**Source extract:**
-- start --

Wikipedia doubling time

by John Q on April 28, 2006

The English language version of Wikipedia had its one-millionth article on 8 March, and has recently passed 1.1 million, 50 days later. That gives an implied doubling time of about a year. The doubling time seems to be fairly stable, since the 500 000 mark was reached in March 2005, and 250 000 in April 2004.

A straightforward extrapolation gives a billion articles in 2016 (and a trillion in 2026). I planned to write something about this, but it seems much more appropriate to leave it to the collective wisdom of the blogosphere.

On a vaguely related point, thanks to commenters Matt Austern and others on my scale post who pointed me to Powers of Ten. I really like this kind of thing, so feel free to nominate more of the same.

Update over the fold

Lots of fun in the comments, here and at CT, and now I’ll try to be at least semiserious. If a trend can’t be sustained it won’t be. Or, if you prefer, exponential curve eventually become logistic. So, the real point is to work out the constraints on Wikipedia’s growth, and take a guess at what the endpoint of this process will look like.

It’s a pretty safe bet that the current phase of rapid growth will take Wikipedia to 10 million articles, if not within the 3.5 years implied by the recent exponential trend. There’s no shortage of topics, plenty of room for growth in the number of contributors, and no obvious problem handling such an expansion within the current software and scheme of social organization. The result would be a general reference system that would be better for that purpose than anything that’s been seen previously. Among other things, such a system would replace Google for many purposes (though not the ones that make most of Google’s money).

-- end --

Records from an annotation dataset
-- start --

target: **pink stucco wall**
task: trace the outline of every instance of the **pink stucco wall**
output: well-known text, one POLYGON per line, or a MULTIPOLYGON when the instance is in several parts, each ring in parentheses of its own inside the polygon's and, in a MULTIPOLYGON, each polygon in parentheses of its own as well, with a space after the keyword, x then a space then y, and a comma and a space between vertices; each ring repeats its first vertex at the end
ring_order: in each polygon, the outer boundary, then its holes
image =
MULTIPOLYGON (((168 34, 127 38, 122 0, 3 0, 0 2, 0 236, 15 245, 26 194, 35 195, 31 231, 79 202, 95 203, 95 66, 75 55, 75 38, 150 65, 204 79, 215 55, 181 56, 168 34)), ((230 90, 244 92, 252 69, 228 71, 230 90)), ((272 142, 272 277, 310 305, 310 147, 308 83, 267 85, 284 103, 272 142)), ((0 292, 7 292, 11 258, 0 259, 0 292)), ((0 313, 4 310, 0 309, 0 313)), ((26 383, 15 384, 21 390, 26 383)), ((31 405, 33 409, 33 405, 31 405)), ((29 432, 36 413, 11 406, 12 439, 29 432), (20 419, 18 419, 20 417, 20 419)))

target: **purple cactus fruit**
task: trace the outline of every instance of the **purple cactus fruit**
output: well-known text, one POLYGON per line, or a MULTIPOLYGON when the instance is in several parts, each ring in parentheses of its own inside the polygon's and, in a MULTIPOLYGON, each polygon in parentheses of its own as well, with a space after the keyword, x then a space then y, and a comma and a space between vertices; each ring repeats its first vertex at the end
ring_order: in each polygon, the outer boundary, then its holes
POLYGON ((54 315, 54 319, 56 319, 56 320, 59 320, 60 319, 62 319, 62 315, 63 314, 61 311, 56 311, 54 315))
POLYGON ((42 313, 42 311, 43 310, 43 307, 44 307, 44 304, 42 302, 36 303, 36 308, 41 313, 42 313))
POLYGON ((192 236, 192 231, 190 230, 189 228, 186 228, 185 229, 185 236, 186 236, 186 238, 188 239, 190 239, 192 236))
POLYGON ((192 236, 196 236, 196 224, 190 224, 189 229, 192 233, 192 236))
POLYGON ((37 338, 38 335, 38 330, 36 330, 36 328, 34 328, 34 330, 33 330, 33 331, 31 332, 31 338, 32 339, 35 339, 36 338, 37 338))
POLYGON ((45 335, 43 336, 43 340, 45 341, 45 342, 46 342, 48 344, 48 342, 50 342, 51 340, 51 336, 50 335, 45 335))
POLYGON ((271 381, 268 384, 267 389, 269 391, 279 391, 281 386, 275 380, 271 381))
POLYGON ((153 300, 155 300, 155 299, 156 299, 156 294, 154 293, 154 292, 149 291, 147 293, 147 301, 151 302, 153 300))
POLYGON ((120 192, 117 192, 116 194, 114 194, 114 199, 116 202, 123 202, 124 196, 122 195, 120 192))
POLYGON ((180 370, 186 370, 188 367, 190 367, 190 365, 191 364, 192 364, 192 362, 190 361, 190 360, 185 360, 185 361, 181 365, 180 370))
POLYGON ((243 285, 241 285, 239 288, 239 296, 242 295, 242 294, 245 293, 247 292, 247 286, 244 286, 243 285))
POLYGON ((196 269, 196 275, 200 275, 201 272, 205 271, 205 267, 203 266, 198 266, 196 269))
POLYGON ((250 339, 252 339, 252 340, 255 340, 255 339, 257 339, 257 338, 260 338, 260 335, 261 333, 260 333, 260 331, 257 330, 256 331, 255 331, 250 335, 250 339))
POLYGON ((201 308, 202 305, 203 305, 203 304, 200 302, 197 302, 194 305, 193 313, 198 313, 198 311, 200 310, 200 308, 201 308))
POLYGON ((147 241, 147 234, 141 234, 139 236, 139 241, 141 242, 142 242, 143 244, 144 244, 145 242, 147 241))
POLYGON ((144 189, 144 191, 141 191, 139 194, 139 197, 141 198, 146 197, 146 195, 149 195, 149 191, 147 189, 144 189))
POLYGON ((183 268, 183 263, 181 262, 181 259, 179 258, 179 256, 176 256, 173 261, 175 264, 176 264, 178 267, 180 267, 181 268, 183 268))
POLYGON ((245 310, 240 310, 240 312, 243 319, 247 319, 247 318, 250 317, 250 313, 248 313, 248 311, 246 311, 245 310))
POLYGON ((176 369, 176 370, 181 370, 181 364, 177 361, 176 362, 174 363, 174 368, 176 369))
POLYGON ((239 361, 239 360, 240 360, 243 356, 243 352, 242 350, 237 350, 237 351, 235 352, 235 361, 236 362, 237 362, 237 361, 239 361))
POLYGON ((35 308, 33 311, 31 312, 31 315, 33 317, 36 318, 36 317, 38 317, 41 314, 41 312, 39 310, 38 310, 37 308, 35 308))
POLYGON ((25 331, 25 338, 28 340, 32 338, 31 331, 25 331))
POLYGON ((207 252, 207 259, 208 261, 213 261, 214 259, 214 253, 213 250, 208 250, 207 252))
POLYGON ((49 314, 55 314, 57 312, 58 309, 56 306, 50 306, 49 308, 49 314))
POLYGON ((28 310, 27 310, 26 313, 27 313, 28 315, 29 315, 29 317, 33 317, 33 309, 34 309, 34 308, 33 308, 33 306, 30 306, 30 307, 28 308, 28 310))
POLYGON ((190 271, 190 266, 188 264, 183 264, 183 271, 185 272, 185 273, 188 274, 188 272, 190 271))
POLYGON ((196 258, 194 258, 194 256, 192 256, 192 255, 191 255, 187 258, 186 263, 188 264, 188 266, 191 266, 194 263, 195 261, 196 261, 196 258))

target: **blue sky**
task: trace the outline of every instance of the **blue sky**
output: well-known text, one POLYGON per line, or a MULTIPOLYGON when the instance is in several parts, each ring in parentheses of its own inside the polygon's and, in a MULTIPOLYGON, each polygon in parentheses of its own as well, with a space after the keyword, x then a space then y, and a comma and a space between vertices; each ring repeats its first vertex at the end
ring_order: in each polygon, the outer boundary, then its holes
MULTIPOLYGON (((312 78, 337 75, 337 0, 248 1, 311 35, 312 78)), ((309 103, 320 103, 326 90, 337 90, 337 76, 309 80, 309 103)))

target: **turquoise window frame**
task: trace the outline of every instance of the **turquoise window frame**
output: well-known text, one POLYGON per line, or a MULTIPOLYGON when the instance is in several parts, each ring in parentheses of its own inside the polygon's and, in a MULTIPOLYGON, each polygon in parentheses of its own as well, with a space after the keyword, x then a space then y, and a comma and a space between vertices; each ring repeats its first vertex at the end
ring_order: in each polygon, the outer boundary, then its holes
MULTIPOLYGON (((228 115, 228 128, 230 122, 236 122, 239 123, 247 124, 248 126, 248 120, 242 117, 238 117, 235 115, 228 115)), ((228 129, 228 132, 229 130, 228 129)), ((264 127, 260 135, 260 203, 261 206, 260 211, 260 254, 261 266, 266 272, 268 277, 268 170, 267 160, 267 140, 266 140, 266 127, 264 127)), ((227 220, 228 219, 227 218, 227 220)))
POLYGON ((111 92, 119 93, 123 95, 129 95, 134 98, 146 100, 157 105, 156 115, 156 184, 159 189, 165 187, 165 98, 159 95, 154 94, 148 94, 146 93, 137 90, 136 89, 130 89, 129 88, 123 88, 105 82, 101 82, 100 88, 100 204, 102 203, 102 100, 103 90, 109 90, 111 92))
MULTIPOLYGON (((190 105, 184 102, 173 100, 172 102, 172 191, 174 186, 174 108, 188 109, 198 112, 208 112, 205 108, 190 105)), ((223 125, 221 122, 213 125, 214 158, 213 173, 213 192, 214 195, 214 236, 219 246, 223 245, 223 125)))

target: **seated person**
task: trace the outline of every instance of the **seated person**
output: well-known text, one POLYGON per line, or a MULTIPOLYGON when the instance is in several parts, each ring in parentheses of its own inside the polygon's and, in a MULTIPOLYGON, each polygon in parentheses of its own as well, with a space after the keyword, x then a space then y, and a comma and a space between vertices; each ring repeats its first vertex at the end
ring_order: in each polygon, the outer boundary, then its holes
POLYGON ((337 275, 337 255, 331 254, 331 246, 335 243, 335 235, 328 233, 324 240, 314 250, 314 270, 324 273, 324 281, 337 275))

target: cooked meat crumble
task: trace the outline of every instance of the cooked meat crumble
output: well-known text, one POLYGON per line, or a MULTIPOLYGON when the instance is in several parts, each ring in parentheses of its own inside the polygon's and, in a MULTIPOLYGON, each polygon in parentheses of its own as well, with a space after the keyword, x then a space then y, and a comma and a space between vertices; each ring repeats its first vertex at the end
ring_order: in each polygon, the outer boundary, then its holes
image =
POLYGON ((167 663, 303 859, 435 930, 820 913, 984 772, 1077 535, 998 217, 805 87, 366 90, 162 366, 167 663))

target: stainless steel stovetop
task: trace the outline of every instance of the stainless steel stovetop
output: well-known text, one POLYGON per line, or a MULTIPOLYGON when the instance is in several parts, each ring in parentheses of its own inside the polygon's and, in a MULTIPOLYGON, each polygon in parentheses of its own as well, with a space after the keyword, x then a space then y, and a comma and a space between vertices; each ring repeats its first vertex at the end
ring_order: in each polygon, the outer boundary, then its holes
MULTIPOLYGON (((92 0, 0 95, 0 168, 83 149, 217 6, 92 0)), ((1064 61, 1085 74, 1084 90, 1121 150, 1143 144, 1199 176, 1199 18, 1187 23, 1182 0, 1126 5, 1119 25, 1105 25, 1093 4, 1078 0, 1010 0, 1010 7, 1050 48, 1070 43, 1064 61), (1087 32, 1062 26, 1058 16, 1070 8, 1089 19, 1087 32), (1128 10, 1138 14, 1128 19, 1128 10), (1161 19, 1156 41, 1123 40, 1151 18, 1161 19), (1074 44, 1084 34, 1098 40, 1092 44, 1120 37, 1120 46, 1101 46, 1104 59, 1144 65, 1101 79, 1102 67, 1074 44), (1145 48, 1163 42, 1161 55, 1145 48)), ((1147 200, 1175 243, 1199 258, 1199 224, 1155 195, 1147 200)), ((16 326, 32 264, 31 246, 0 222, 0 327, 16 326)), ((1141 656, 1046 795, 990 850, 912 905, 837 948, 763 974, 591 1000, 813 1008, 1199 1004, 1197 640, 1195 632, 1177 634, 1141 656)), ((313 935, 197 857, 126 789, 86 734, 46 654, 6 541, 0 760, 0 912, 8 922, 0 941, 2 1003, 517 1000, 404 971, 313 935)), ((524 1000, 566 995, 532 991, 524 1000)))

-- end --

**Required work:**
• 1. According to the post on Wikipedia's doubling time, when did the English-language Wikipedia reach the 250 000 article mark?
• 2. Select every line of the records that contains the string "outline", treating uppercase and lowercase letters as distinct.

**Final answers:**
• 1. In April 2004.

• 2.
task: trace the outline of every instance of the **pink stucco wall**
task: trace the outline of every instance of the **purple cactus fruit**
task: trace the outline of every instance of the **blue sky**
task: trace the outline of every instance of the **turquoise window frame**
task: trace the outline of every instance of the **seated person**
task: trace the outline of every instance of the cooked meat crumble
task: trace the outline of every instance of the stainless steel stovetop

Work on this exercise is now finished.